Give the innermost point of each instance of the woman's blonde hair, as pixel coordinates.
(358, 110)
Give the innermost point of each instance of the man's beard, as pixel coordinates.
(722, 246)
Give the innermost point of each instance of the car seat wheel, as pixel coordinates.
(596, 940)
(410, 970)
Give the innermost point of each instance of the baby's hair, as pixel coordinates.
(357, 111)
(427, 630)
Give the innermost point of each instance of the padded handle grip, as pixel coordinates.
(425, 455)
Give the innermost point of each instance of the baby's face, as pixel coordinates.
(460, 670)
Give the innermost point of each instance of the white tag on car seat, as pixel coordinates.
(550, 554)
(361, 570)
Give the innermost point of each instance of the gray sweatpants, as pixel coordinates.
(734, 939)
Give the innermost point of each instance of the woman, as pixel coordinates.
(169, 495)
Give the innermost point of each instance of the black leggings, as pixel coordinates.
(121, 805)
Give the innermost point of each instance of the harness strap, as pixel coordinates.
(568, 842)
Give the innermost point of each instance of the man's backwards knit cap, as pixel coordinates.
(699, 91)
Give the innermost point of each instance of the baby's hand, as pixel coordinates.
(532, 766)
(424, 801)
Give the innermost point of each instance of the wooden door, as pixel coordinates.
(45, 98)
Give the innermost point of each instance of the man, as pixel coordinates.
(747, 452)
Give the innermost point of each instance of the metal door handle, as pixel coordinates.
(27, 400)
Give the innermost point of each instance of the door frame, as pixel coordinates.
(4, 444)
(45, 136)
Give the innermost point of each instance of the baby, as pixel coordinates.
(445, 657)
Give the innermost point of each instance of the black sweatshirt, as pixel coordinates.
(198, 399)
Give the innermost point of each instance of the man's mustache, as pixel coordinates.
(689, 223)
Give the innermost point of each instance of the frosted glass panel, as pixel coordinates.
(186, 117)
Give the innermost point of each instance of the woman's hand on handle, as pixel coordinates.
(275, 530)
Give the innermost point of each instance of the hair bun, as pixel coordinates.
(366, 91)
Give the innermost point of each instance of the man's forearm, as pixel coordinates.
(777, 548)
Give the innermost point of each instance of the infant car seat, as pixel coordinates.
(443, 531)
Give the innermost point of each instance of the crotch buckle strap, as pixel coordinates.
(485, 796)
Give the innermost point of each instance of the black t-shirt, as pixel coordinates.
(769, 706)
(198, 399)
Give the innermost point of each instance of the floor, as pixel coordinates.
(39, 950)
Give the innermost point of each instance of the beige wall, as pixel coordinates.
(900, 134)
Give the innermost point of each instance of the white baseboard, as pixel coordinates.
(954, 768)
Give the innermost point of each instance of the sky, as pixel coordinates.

→ **Stated exercise**
Arrange every line of the data above as a numbered list, leaving out any blank lines.

→ **Answer in full**
1. Give the innermost point of each instance of the woman's blonde hair, as pixel coordinates.
2. (358, 110)
3. Give the innermost point of each instance of the man's beard, as pixel coordinates.
4. (722, 246)
5. Give the innermost point of each instance of the car seat wheel, as pixel coordinates.
6. (596, 940)
7. (410, 970)
8. Give the innermost point of each instance of the baby's hair, as pixel coordinates.
9. (357, 111)
10. (427, 630)
11. Give the innermost point of each instance of the padded handle grip, as pixel coordinates.
12. (425, 455)
13. Give the innermost point of each instance of the baby's face, as pixel coordinates.
14. (460, 670)
15. Give the innermost point of each instance of the white tag on car seat, as pixel coordinates.
16. (550, 554)
17. (361, 570)
18. Give the innermost point of each instance of the gray sweatpants, as pixel coordinates.
19. (734, 939)
20. Give the innermost point of each instance of the woman, as pixel coordinates.
21. (169, 495)
22. Give the innermost point of each instance of the black leggings, as pixel coordinates.
23. (121, 805)
24. Give the innermost point of each instance of the harness strap, as pixel coordinates.
25. (568, 842)
26. Give the innermost point of each instance of the man's backwards knit cap, as pixel coordinates.
27. (699, 91)
28. Give the innermost point of each instance of the baby's hand, as pixel coordinates.
29. (532, 766)
30. (424, 801)
31. Give the innermost point of each instance of the wooden door, as pixel coordinates.
32. (45, 98)
33. Give the innermost point of each instance of the man, as pixel coordinates.
34. (747, 452)
35. Give the innermost point of each instance of the metal door handle, as pixel coordinates.
36. (27, 400)
37. Give the innermost point of each instance of the door frame, as pixel coordinates.
38. (4, 444)
39. (45, 136)
40. Give the innermost point of each instance of the baby, as pixel coordinates.
41. (445, 657)
42. Give the innermost point of each instance of the black sweatshirt, as pixel coordinates.
43. (198, 399)
44. Give the innermost point of each instance of the man's mustache, as pixel coordinates.
45. (689, 223)
46. Give the innermost point of each instance of the frosted glass panel, as pixel coordinates.
47. (186, 117)
48. Give the innermost point of each instance of the woman's hand on handle, as pixel coordinates.
49. (275, 530)
50. Give the innermost point of each instance of the hair bun, as pixel coordinates.
51. (366, 91)
52. Give the innermost point of each instance of the man's forearm, as pixel coordinates.
53. (777, 548)
54. Give the innermost point of each instance of the infant car seat, as pixel coordinates.
55. (443, 531)
56. Give the innermost point of each instance of the crotch buckle strap, as pixel coordinates.
57. (485, 796)
58. Give the innermost point of each instance of the black t-shirt, as pixel coordinates.
59. (769, 706)
60. (198, 399)
61. Give the innermost point of each instance of the floor, as pixel coordinates.
62. (39, 950)
63. Give the innermost point of each instance of the beige wall, as pixel coordinates.
64. (900, 134)
65. Give the innermost point of each instance of the white baseboard, as pixel coordinates.
66. (954, 768)
67. Give the innermost point of each instance of the sky, as pixel coordinates.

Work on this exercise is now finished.